## TASKS TO COMPLETE
a) In the sermon on Christian identity, what job does the main character hold after waking up as a suburban husband and father?
b) Resume the sermon on Christian identity, picking up right after its final sentence.

## SUPPLIED TEXT
------------------------------------

Tuesday, April 5, 2022

Sermon - Christian Identity: New Priorities

 Philippians 3:4b-14
Christian Identity: New Priorities
James Sledge                                                                                                 April 3, 2022

Ruins at Philippi
 A little over 20 years ago, Nicholas Cage was in a somewhat corny, somewhat trite movie called The Family Man. For those who never saw it, Cage stars as a young man who has become a highly successful businessman and financier. He is an incredible deal maker who has a salary to prove it. He lives in a luxury high rise apartment, drives a Ferrari, wears the finest of clothes, and has beautiful women at his beck and call. As far as he is concerned, he is living the ideal life. But then everything changes.

He wakes up one morning to find himself a New Jersey suburban husband and father, living in a little three-bedroom house, and working as the assistant manager in a tire store. At first, he thinks it’s some sort of terrible dream, a nightmare. But as time wears on and the reality of his new existence sinks in, he begins to feel as if he’s died and gone to hell. He finds a bottle of scotch in his desk at the tire store and says to whomever’s life it is that he now finds himself living, “You must have really needed this.” He is sure that no one would choose such a life for himself, and he sets out to work his way back to being a player in the financial life of New York City.

The movie is nothing but predictable so you can probably guess what happens as the movie unfolds. He gradually begins to fall in love with his wife, a woman whom he had once given up in order to be a Wall Street player. And he comes to love his children, to love playing with them and caring for them. He even comes to love his middle-class existence, including hanging out with neighborhood buddies and bowling in the local bowling league. It’s a far cry from the life he had lived.

But just as he has begun truly to appreciate this new life, he wakes up back in his luxury apartment in the city, a gorgeous woman knocking on the door. He has all his fine clothes and his fancy Italian sports car again. All those things that he valued so much, all those things he had worked so hard to achieve were his again, but all he could think about was that mundane, middle-class life he had briefly experienced.

------------------------------------

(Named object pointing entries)
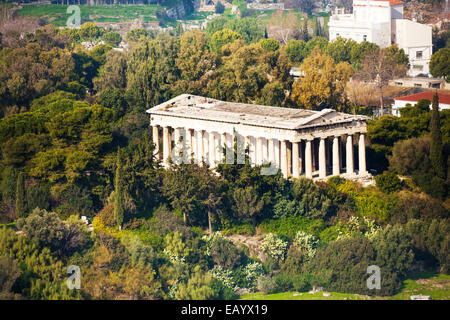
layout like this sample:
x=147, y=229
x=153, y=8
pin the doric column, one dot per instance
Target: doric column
x=155, y=131
x=247, y=145
x=252, y=150
x=276, y=152
x=200, y=147
x=166, y=145
x=223, y=148
x=177, y=148
x=295, y=160
x=362, y=154
x=212, y=150
x=283, y=159
x=271, y=153
x=308, y=159
x=349, y=155
x=336, y=163
x=322, y=160
x=264, y=150
x=259, y=152
x=187, y=153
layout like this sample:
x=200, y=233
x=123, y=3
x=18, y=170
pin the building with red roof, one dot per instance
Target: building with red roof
x=401, y=102
x=381, y=22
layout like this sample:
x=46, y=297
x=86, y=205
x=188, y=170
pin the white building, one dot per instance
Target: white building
x=381, y=22
x=401, y=102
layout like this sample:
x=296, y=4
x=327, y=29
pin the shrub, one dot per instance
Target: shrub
x=294, y=261
x=253, y=271
x=302, y=282
x=388, y=182
x=269, y=44
x=283, y=282
x=306, y=243
x=358, y=227
x=220, y=8
x=48, y=230
x=286, y=208
x=342, y=265
x=288, y=227
x=313, y=199
x=413, y=205
x=221, y=291
x=431, y=241
x=225, y=276
x=374, y=204
x=223, y=252
x=394, y=253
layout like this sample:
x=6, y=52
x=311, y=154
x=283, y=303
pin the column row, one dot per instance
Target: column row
x=307, y=157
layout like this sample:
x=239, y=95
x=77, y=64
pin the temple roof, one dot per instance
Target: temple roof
x=197, y=107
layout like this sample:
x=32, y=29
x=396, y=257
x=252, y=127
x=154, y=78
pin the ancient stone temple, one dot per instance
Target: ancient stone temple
x=315, y=144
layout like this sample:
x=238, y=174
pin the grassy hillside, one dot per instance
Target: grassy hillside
x=56, y=14
x=437, y=286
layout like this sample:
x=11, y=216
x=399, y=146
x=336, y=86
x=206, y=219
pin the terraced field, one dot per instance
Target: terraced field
x=57, y=15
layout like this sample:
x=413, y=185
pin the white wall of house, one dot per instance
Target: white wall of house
x=415, y=39
x=380, y=23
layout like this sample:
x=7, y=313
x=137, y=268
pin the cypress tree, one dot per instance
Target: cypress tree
x=436, y=149
x=20, y=196
x=119, y=200
x=305, y=33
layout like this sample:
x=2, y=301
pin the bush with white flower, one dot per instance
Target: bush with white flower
x=306, y=243
x=274, y=247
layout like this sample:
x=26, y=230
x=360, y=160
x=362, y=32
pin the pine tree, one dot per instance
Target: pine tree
x=20, y=196
x=436, y=149
x=119, y=200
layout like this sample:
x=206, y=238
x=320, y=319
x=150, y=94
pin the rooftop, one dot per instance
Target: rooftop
x=443, y=97
x=197, y=107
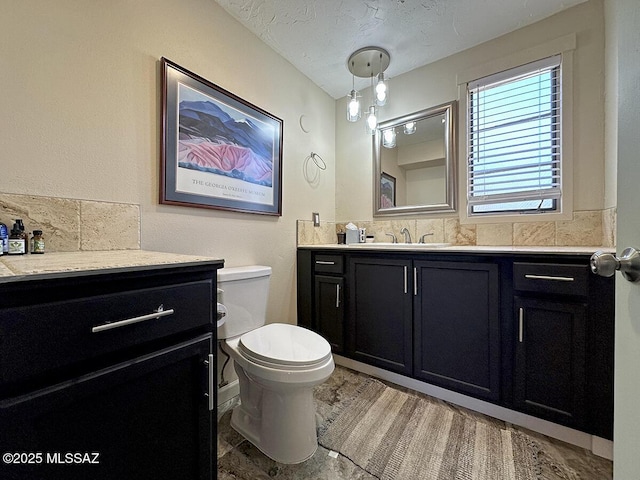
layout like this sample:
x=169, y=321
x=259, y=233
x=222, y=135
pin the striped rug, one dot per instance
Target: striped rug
x=397, y=435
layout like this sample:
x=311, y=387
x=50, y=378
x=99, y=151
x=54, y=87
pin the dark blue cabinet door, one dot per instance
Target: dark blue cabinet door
x=380, y=309
x=457, y=326
x=147, y=417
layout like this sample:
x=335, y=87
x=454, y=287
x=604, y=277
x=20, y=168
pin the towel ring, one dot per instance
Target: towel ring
x=317, y=159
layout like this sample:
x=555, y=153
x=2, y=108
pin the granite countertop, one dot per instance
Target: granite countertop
x=58, y=264
x=543, y=250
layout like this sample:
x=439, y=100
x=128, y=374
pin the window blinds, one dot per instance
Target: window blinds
x=514, y=137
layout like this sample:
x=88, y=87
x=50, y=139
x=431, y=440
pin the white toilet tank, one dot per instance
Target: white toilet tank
x=245, y=291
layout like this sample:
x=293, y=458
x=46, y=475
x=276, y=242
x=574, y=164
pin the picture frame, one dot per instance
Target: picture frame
x=387, y=190
x=218, y=151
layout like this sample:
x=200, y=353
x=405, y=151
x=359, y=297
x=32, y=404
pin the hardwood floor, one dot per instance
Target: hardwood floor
x=240, y=460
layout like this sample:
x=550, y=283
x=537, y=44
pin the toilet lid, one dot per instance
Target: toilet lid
x=279, y=344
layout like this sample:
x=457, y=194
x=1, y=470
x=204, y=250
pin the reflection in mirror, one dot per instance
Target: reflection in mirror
x=414, y=163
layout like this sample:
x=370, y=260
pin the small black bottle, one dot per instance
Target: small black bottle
x=17, y=244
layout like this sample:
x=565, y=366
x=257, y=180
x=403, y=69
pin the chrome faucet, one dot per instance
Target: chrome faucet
x=407, y=235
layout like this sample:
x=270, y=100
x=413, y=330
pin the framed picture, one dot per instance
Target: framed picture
x=218, y=150
x=387, y=191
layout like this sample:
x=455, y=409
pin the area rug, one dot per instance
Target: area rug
x=396, y=435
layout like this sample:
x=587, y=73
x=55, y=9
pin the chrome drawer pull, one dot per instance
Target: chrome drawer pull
x=520, y=324
x=405, y=279
x=549, y=277
x=210, y=392
x=122, y=323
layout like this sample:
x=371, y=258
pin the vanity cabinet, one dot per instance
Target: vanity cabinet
x=457, y=326
x=380, y=330
x=529, y=331
x=109, y=374
x=561, y=338
x=329, y=299
x=321, y=296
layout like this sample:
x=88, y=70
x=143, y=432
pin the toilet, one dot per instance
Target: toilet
x=277, y=366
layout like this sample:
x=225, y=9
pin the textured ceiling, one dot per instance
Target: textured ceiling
x=317, y=36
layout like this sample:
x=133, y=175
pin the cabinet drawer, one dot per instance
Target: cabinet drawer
x=328, y=264
x=40, y=338
x=555, y=278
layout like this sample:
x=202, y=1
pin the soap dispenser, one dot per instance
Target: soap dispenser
x=17, y=243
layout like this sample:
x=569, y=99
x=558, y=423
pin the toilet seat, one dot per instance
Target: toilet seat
x=284, y=347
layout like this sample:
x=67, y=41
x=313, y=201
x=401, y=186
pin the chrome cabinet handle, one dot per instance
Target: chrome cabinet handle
x=520, y=324
x=160, y=312
x=210, y=393
x=405, y=279
x=549, y=277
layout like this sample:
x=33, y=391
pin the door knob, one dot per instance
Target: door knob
x=606, y=264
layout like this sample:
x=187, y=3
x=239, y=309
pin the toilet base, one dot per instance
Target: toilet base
x=281, y=424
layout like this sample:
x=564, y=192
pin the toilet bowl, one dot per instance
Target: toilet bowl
x=277, y=364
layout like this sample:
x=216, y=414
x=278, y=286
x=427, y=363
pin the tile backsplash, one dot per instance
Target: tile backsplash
x=71, y=225
x=586, y=229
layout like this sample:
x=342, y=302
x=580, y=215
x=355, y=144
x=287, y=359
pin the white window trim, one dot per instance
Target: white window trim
x=563, y=46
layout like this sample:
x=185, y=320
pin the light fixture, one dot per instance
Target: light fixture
x=409, y=128
x=369, y=62
x=354, y=112
x=389, y=138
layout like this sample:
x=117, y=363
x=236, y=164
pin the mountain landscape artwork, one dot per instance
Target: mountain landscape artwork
x=218, y=150
x=211, y=140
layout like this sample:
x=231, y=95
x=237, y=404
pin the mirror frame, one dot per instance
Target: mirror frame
x=449, y=110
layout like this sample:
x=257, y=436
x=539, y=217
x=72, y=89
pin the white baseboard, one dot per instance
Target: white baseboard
x=599, y=446
x=226, y=393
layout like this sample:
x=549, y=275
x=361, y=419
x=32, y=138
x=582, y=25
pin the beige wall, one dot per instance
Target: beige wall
x=80, y=113
x=436, y=83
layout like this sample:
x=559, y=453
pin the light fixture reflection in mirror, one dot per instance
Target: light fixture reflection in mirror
x=418, y=151
x=409, y=128
x=389, y=138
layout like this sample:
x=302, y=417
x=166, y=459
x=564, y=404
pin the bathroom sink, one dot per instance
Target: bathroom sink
x=414, y=246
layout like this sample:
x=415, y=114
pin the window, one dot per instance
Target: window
x=514, y=138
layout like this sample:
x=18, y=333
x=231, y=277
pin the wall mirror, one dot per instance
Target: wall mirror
x=414, y=160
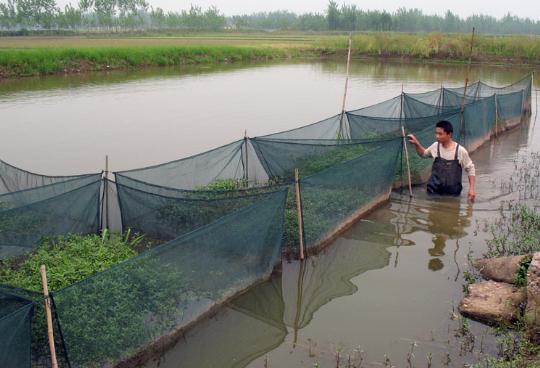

------------------------------------

## ANSWERS PER TASK
a) He works as the assistant manager in a tire store.

b)
He makes a desperate attempt to get back his suburban New Jersey life. He locates that woman he had not married. He jeopardizes a huge deal his company is working on when he rushes to the airport to intercept her before she leaves for an extended overseas stay. He makes a fool of himself trying to get her to delay her departure, and the movie ends with him talking to her in the airport bar, trying to find something he’d once been sure he didn’t want.

This old movie came to mind as I thought about Paul’s letter to the church at Philippi. Paul speaks of having lived two different lives himself, and like the Nicholas Cage character, he was certain that the first life was the one he wanted. He had all the things that he thought mattered. He was from the right ethnic group, from the right family, and had been to the right schools. He belonged to the right political party and had attended the right church. He had been certain that all of this was the right way to go, and so he was zealous about how he lived his life. He pursued it with a single-minded devotion born of the certainty that his life was just as it should be. He could not imagine any other sort of life.

Then everything had changed. Paul was so certain of his life that it required a Hollywood like event, something nearly as dramatic as happened to Nicholas Cage in The Family Man to make him think differently. It happened when Paul was traveling along the road to Damascus looking for Christians to arrest. A heavenly light flashed around him, and he fell to the ground, completely blinded. A voice spoke to him saying, “Why do you persecute me.”  The voice turned out to be Jesus, and a blind and bewildered Paul was then led into the city of Damascus, where he regained his sight only after one of the Christians he had been persecuting prayed for him.

No doubt Paul must have felt as confused as Nicholas Cage’s character did when he woke up and found himself a suburban father. But Paul soon realized that something wonderful had happened to him. Discovering God’s great love for him in Jesus made all of life look different. All those things he’d once thought were so important, all those things that had made him feel superior and self-righteous, they all seemed trivial now. He had once devoted himself to the pursuit of that life. Now it all seemed so worthless. Paul tells the Philippians that he now regards all those things as “rubbish.” Actually, Bible translators tend to be a bit prudish, and what Paul really says is that he now regards all those things as “dung, manure.”

All the zeal he once applied to the old life, a zeal that included pursuing Christians to arrest them, he now applies to pursuing the Christian life, to pursuing resurrection life in Christ. Most English translations obscure the parallels here. In the translation we heard Paul speaks of being a “persecutor of the church” in his former life, but now he “presses on toward the goal.” Literally Paul says that he was once “one who pursued the church,” but now he “pursues the goal.” His whole life has been reoriented, and so all his energy now goes into that new life.  His pursuits have new priorities.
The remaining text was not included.